#### [Saved data entries]
══════
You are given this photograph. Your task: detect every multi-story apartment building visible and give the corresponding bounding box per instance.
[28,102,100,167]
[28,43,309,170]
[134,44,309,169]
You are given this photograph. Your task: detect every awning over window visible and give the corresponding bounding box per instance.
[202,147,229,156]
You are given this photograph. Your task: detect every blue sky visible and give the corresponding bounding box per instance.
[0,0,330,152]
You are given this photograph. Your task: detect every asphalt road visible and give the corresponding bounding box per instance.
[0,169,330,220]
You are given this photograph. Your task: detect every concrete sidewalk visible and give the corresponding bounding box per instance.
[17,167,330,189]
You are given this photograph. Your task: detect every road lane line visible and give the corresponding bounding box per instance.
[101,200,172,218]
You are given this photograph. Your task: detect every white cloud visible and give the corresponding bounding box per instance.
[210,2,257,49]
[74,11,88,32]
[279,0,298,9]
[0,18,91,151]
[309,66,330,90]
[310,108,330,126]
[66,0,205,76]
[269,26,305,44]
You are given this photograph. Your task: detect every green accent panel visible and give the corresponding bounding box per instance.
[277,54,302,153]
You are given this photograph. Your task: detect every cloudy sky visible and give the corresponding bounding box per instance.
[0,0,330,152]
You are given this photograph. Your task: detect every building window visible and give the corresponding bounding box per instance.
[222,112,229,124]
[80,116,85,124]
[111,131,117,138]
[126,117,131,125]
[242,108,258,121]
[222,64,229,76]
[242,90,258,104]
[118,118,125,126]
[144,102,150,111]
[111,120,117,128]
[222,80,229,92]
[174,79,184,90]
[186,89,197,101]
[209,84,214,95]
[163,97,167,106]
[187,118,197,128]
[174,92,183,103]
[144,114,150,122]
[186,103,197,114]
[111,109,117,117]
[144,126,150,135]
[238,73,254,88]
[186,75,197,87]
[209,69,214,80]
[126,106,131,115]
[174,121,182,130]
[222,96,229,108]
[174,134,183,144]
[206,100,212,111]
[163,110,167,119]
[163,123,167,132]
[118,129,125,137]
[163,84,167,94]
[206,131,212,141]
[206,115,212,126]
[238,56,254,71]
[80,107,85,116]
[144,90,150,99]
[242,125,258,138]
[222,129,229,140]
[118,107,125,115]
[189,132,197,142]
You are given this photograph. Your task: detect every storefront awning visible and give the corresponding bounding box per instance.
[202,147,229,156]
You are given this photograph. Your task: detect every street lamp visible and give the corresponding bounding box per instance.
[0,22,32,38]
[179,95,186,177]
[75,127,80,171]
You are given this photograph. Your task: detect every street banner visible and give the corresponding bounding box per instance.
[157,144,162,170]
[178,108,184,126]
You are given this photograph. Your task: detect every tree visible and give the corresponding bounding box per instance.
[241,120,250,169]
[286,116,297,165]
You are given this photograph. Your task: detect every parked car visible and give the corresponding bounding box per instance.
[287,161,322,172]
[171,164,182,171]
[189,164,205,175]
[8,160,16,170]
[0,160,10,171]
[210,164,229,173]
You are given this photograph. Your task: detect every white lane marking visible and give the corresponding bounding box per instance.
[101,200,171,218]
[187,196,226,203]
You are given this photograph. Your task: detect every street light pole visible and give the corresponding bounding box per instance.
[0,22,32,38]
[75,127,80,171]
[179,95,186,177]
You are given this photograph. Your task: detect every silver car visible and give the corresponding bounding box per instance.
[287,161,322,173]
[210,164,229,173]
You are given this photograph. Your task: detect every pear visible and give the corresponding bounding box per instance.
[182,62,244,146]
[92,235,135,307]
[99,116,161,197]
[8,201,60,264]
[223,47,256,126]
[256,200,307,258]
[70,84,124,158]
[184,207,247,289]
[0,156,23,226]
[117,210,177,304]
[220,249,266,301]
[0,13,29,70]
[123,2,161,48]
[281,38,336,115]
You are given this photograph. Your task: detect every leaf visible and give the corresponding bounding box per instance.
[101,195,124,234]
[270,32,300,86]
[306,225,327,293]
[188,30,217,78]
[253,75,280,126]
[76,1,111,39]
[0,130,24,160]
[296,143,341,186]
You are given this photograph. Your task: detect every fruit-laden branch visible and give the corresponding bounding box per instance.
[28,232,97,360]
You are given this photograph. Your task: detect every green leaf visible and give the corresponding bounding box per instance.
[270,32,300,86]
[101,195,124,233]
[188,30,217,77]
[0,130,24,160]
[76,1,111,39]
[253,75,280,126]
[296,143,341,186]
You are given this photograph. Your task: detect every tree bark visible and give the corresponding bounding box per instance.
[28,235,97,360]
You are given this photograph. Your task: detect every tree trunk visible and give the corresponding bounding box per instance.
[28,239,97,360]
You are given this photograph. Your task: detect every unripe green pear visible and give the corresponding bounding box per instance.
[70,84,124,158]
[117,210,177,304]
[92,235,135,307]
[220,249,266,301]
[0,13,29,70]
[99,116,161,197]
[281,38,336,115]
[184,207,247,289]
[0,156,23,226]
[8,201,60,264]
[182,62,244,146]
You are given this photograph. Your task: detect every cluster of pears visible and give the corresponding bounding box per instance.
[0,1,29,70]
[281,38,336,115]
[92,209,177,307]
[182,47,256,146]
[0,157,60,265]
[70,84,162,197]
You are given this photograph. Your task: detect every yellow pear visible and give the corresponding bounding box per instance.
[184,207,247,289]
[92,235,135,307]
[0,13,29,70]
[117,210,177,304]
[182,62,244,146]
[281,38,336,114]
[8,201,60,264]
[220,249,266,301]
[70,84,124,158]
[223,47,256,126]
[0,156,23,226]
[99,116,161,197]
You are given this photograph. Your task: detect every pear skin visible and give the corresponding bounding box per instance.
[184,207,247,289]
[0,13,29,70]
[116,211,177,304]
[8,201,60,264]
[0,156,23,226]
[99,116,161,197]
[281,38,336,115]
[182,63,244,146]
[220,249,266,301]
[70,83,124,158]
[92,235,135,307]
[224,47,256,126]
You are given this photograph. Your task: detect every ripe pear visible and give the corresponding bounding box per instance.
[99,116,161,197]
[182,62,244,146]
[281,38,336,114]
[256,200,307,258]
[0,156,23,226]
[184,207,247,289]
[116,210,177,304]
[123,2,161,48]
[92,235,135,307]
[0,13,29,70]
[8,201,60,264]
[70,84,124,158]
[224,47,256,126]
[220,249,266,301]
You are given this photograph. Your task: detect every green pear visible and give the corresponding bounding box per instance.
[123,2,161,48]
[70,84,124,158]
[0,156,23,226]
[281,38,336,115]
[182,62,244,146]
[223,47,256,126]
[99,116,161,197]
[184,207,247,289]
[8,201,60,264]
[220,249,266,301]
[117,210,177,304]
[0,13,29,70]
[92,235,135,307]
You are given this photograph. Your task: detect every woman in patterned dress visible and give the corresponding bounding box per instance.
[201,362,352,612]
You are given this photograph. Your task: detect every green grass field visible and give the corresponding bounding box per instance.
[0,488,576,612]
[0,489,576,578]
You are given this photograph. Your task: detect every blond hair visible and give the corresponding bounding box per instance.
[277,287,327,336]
══════
#### [Work instructions]
Reproduce all of the data above verbatim, line for line, from the first entry through the last.

#### [The completed task]
You are given this photograph. Your task: detect every multi-story apartment building visible and give the corresponding bounding box per instance.
[28,102,100,167]
[28,43,309,170]
[134,44,309,169]
You are given this photograph. Your task: detect every awning over window visible and give the corresponding bounding box per instance.
[202,147,229,156]
You are given this photograph. Your task: detect every blue sky visible and give the corresponding bounding box per instance.
[0,0,330,152]
You are given this photograph. Your task: detect every asphalt road visible and give the corresponding bounding box per instance.
[0,169,330,220]
You are given this photograph. Your task: detect every concrete sidewalk visible and give the corresponding bounding box per instance.
[17,167,330,189]
You are given this photograph. Your task: detect every road lane line visible and give the corresponding bounding box per instance.
[101,200,172,218]
You are given this photograph. Your task: detect every white cloud visible and give the corresponding bounding box per instance.
[210,2,257,49]
[74,11,88,32]
[279,0,298,9]
[0,18,91,151]
[309,66,330,90]
[310,108,330,126]
[66,0,205,76]
[269,26,305,44]
You are given this photograph. Your task: detect every green accent panel visible and give the corresponding bounding box per instance.
[277,54,302,153]
You are given this photograph. Your task: detect every cloudy sky visible and give the corresponding bounding box per instance.
[0,0,330,152]
You are given this photograph. Your task: detect every building window visible and give the corresponding bounding box per instance.
[222,112,229,124]
[80,116,85,124]
[111,131,117,138]
[126,117,131,125]
[242,108,258,121]
[222,64,229,76]
[242,90,258,104]
[118,118,125,126]
[144,102,150,111]
[111,120,117,128]
[222,80,229,92]
[174,79,184,90]
[186,89,197,101]
[209,84,214,95]
[163,97,167,106]
[187,118,197,128]
[174,92,183,103]
[144,114,150,122]
[186,103,197,114]
[111,109,117,117]
[144,126,150,135]
[238,73,254,88]
[186,75,197,87]
[209,69,214,80]
[126,106,131,115]
[174,121,182,130]
[222,96,229,108]
[174,134,183,144]
[206,100,212,111]
[163,110,167,119]
[163,123,167,132]
[118,129,125,137]
[163,84,167,94]
[206,131,212,141]
[206,115,212,126]
[238,56,254,71]
[80,107,85,116]
[144,90,150,99]
[242,125,258,138]
[222,129,229,140]
[118,107,125,115]
[189,132,197,142]
You are given this photograph. Your task: detect every storefront awning visible and give the corresponding bounding box per instance.
[202,147,229,156]
You are given this photograph. Your task: detect every street lamp visible and give the corresponding bounding box per instance.
[0,22,32,38]
[179,95,186,177]
[75,127,80,171]
You are given this photograph. Your task: detect every street banner visible and give the corresponding bounding box per instance.
[157,144,162,170]
[178,108,184,126]
You are given this photograph. Your task: detect every tree visible and give the corresponding bounding box per instance.
[241,120,250,169]
[286,116,297,165]
You are given this photograph. Your task: detect every parked car visible and give the corresponding bounding box per instance.
[287,161,322,172]
[171,164,182,171]
[189,164,205,175]
[8,160,16,170]
[0,160,10,171]
[210,164,229,173]
You are given this photograph. Your task: detect every white lane marking visible and give the corresponding bounding box per instance.
[101,200,171,218]
[187,196,226,203]
You are given this photograph. Your task: detect every street light pole visible and give the corresponding bounding box per instance.
[0,22,32,38]
[75,127,80,171]
[179,95,186,177]
You are given this photograph. Your task: detect every silver car visible and give the corresponding bounding box per instance.
[287,161,322,173]
[210,164,229,173]
You are given this photograph. Your task: detect every pear visible and give the corresponding bounding box per instance.
[182,62,244,146]
[92,235,135,307]
[99,116,161,197]
[8,201,60,264]
[223,47,256,126]
[256,200,307,258]
[70,84,124,158]
[184,207,247,289]
[0,156,23,226]
[117,210,177,304]
[220,249,266,301]
[0,13,29,70]
[123,2,161,48]
[281,38,336,115]
You are given this photograph. Your task: detect every leaf visible and give the corresponding bounding box per instance.
[101,195,124,234]
[270,32,300,86]
[306,225,327,293]
[188,30,217,78]
[253,75,280,126]
[76,1,111,39]
[0,130,24,160]
[296,143,341,186]
You are given this photograph. Your task: detect every fruit-laden branch visible and give the corresponding bounding box per instance.
[28,232,97,360]
You are given this photograph. Your task: detect every green leaf visible and give the corresponding bounding box per instance.
[270,32,300,86]
[101,195,124,233]
[188,30,217,77]
[0,130,24,160]
[76,1,111,39]
[253,75,280,126]
[296,143,341,186]
You are given this photograph. Your task: detect every tree bark visible and give the corresponding bounding box per instance.
[28,235,97,360]
You are given this photograph. Your task: detect every tree trunk visible and give the corresponding bounding box per instance.
[28,239,97,360]
You are given this photograph. Your task: detect every unripe green pear visible and give the corresponding bounding box per instance.
[70,84,124,158]
[117,210,177,304]
[92,235,135,307]
[220,249,266,301]
[0,13,29,70]
[99,116,161,197]
[281,38,336,115]
[184,207,247,289]
[0,156,23,226]
[8,201,60,264]
[182,62,244,146]
You are given this photograph. Your task: detect every cluster of pears visible and give the corresponding bounding box per instance.
[0,1,29,70]
[281,38,336,115]
[92,209,177,307]
[182,47,256,146]
[0,157,60,265]
[70,84,162,197]
You are given this photograph. Your task: detect every yellow pear visible and give the corresponding bounding box per instance.
[184,207,247,289]
[92,235,135,307]
[0,13,29,70]
[117,210,177,304]
[182,62,244,146]
[281,38,336,114]
[8,201,60,264]
[220,249,266,301]
[70,84,124,158]
[223,47,256,126]
[0,156,23,226]
[99,116,161,197]
You are given this photograph. Your task: detect every pear skin visible and give the corresponding bounding box per instance.
[184,207,247,289]
[0,13,29,70]
[116,211,177,304]
[8,201,60,264]
[0,156,23,226]
[99,116,161,197]
[281,38,336,115]
[182,63,244,146]
[220,249,266,301]
[70,83,124,158]
[92,235,135,307]
[224,47,256,126]
You are given this photograph. Your task: detect every ripe pear visible and give the corresponding bounding box per instance.
[99,116,161,197]
[182,62,244,146]
[281,38,336,114]
[256,200,307,258]
[0,156,23,226]
[184,207,247,289]
[116,210,177,304]
[123,2,161,48]
[92,235,135,307]
[0,13,29,70]
[8,201,60,264]
[70,84,124,158]
[224,47,256,126]
[220,249,266,301]
You are given this photograph. Your task: detect every green pear visible and give the corresponding bounding box per instance.
[123,2,161,48]
[70,84,124,158]
[0,156,23,226]
[281,38,336,115]
[182,62,244,146]
[223,47,256,126]
[99,116,161,197]
[184,207,247,289]
[8,201,60,264]
[220,249,266,301]
[117,210,177,304]
[0,13,29,70]
[92,235,135,307]
You are given this photograph. Your task: detect every woman in patterned dress visible and give the corresponding bounding box per instance.
[201,362,352,612]
You are given this photograph. Your task: detect every green grass field visible and give the corresponding bounding box per instance.
[0,488,576,612]
[0,489,576,578]
You are given this photograph. Your task: detect every blond hair visible and give the corresponding bounding box per instance.
[277,287,327,336]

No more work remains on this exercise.